-- PASSAGE PROVIDED --
......
# Soliton in the EU



## mora (Nov 11, 2009)

Sorry, no link in this post but here is what I recall:

it must have had something to do with TÜV approval in Germany. I know there are unmodified Solitons on the road here in Finland that have passed vehicle certification tests. Local authorities require EMC tests for conversion made to cars newer than 2004. Older than that and no EMC tests are required. I believe this rule doesn't apply in other countries in EU and some might have even more strict rules of EMC (Germany I suppose, hehe).

Solitons don't pass required EMC tests without modifications. There was a company (maybe in Germany?) that sold modified Solitons which could pass all the necessary tests.

I saw Solitons being sold at www.ev-power.eu at pretty competitive prices. I'll definitely put one to my next conversion.


----------



## Ams_AK (Jan 24, 2011)

Www.rebbl.nl has the soliton + emc shielding kit which.passes dutch RDW (car inspection authority) inspection. Should work for most if noy all EU countries.


----------



## marc02228 (Jan 15, 2011)
......
-- GIVEN INSTRUCTION --
Based on the forum thread about the Soliton in the EU, explain why a company sold modified Solitons. Answer in one to three sentences.
......
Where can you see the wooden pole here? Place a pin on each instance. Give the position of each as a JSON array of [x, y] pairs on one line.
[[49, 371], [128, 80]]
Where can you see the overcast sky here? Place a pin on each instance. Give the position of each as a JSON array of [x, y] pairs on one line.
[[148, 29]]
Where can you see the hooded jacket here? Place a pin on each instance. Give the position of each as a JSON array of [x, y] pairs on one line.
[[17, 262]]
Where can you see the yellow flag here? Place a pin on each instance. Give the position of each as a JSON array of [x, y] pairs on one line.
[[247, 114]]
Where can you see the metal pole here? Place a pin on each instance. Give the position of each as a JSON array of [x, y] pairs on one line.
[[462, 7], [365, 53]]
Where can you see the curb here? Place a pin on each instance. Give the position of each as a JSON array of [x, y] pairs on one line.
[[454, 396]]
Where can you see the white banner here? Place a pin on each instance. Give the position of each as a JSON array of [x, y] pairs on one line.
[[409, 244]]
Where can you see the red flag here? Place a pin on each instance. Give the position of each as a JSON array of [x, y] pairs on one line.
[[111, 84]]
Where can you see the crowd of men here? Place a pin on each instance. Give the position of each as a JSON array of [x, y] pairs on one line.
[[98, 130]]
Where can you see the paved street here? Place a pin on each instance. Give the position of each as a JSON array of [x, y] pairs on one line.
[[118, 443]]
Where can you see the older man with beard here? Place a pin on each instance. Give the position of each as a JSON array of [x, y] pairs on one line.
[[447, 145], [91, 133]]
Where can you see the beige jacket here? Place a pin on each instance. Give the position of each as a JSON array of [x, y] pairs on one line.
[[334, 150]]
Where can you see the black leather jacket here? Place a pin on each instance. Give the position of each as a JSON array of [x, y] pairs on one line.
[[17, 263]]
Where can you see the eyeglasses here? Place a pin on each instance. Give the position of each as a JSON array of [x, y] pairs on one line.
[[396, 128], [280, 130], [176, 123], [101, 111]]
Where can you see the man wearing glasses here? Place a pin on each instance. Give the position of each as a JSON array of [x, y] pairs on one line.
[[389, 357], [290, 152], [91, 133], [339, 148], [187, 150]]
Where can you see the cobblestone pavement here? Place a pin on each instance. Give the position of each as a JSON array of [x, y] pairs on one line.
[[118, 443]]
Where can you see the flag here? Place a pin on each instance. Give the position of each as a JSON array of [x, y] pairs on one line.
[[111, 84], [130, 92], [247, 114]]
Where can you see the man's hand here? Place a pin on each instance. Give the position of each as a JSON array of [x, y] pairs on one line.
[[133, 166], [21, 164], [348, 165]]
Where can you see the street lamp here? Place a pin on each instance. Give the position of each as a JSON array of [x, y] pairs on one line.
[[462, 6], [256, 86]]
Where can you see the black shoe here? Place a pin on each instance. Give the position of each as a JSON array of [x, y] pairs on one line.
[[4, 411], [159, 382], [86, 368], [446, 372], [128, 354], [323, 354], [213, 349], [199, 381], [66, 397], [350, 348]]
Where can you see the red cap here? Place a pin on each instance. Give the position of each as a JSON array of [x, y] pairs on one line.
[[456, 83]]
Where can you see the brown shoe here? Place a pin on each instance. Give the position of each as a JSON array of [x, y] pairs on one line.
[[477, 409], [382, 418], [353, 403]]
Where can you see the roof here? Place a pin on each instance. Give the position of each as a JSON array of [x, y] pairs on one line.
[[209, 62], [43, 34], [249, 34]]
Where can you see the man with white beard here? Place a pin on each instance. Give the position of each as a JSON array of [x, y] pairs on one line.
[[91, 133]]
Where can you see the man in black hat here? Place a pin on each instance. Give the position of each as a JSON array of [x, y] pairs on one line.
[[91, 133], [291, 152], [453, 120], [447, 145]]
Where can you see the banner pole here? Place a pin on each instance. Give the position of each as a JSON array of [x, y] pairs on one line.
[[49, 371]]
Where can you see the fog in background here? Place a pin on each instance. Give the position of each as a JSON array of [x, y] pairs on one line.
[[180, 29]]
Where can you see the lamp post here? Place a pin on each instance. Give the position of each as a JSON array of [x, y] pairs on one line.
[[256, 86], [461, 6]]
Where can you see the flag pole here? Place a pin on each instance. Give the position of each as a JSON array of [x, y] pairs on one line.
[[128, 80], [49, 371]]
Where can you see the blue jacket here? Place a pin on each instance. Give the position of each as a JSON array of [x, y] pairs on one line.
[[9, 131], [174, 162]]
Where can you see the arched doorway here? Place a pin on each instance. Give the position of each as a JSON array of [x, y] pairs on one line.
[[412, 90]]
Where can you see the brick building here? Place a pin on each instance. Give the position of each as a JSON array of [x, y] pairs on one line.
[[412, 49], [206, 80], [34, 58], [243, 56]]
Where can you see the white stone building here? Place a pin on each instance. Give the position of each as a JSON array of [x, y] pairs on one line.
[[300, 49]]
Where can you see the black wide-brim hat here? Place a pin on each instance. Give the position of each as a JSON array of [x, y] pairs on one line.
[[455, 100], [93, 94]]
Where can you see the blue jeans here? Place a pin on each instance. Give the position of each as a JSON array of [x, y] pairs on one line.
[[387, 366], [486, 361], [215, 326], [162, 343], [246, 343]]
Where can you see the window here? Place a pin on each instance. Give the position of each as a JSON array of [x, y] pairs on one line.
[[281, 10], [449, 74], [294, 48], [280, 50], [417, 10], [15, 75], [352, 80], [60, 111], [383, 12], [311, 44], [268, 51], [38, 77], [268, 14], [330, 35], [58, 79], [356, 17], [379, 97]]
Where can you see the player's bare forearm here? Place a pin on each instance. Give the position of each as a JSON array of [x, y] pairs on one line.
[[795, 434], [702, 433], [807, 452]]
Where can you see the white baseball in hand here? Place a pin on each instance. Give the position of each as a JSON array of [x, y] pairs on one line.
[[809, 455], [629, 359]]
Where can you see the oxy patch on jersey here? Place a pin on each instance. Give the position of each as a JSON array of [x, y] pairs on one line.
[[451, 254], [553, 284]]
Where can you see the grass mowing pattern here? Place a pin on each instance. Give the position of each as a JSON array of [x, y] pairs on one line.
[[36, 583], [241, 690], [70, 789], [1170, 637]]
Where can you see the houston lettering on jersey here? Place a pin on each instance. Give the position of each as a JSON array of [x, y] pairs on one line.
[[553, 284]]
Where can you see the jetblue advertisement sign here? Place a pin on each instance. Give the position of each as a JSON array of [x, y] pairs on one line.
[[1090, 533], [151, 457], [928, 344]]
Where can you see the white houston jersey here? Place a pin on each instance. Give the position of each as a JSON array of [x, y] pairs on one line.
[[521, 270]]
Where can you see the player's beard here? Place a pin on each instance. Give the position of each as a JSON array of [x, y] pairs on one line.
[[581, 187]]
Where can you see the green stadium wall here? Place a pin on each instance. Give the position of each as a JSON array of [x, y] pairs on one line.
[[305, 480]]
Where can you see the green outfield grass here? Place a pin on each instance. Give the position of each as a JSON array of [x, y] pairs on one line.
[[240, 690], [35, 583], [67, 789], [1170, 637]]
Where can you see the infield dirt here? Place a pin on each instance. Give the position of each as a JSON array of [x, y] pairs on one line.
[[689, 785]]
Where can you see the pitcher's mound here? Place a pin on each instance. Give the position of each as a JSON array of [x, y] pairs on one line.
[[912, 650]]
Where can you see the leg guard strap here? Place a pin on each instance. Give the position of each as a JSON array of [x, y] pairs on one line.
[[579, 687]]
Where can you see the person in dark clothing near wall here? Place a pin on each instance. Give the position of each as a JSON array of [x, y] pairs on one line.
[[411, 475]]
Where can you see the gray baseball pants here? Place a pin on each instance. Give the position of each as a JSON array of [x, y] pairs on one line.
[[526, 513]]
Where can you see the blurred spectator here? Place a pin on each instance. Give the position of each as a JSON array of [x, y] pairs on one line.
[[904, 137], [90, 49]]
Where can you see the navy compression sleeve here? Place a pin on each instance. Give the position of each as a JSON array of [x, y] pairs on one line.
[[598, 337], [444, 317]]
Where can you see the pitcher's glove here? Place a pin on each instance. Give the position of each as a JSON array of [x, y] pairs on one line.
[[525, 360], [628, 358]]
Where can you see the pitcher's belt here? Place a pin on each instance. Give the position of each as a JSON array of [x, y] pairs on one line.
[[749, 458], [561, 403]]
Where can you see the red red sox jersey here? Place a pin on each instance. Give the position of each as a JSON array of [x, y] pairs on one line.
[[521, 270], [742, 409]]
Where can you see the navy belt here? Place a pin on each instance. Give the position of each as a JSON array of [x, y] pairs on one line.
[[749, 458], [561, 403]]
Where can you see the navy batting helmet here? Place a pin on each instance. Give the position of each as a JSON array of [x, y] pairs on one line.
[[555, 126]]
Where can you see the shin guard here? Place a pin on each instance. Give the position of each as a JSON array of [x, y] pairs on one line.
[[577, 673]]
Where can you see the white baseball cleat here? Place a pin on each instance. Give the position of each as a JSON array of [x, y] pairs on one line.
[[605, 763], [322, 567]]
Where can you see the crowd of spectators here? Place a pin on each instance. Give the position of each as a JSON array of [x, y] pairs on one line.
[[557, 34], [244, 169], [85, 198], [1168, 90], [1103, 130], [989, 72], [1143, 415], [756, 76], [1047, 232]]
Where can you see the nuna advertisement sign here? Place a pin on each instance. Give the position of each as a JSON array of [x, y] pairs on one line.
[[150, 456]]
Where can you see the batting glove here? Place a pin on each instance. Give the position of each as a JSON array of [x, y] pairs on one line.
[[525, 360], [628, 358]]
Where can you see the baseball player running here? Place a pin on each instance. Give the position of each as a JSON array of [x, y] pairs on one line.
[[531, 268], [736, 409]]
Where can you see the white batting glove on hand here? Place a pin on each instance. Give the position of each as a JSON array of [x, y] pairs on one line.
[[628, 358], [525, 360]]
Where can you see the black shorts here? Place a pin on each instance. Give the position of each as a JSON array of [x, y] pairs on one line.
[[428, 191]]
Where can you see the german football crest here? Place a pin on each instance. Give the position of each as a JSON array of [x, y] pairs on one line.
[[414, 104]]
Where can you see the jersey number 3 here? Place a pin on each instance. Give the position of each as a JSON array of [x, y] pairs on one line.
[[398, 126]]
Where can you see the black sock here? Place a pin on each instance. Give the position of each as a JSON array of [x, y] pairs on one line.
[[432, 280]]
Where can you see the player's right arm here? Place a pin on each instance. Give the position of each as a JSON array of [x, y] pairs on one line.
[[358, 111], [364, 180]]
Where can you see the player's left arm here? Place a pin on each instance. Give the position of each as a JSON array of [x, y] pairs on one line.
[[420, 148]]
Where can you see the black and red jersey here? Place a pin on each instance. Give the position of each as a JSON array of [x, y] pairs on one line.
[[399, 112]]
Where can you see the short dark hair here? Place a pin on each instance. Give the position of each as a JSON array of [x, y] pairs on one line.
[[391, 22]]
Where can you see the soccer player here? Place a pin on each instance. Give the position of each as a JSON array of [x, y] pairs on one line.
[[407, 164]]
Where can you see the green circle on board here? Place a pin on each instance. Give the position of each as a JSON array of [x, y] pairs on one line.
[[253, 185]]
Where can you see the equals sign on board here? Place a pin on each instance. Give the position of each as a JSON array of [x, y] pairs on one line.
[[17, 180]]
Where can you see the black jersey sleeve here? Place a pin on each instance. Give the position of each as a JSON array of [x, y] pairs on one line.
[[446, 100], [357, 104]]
......
-- WRITTEN RESPONSE --
Unmodified Solitons do not pass the required EMC tests. The modified Solitons could pass all the necessary tests.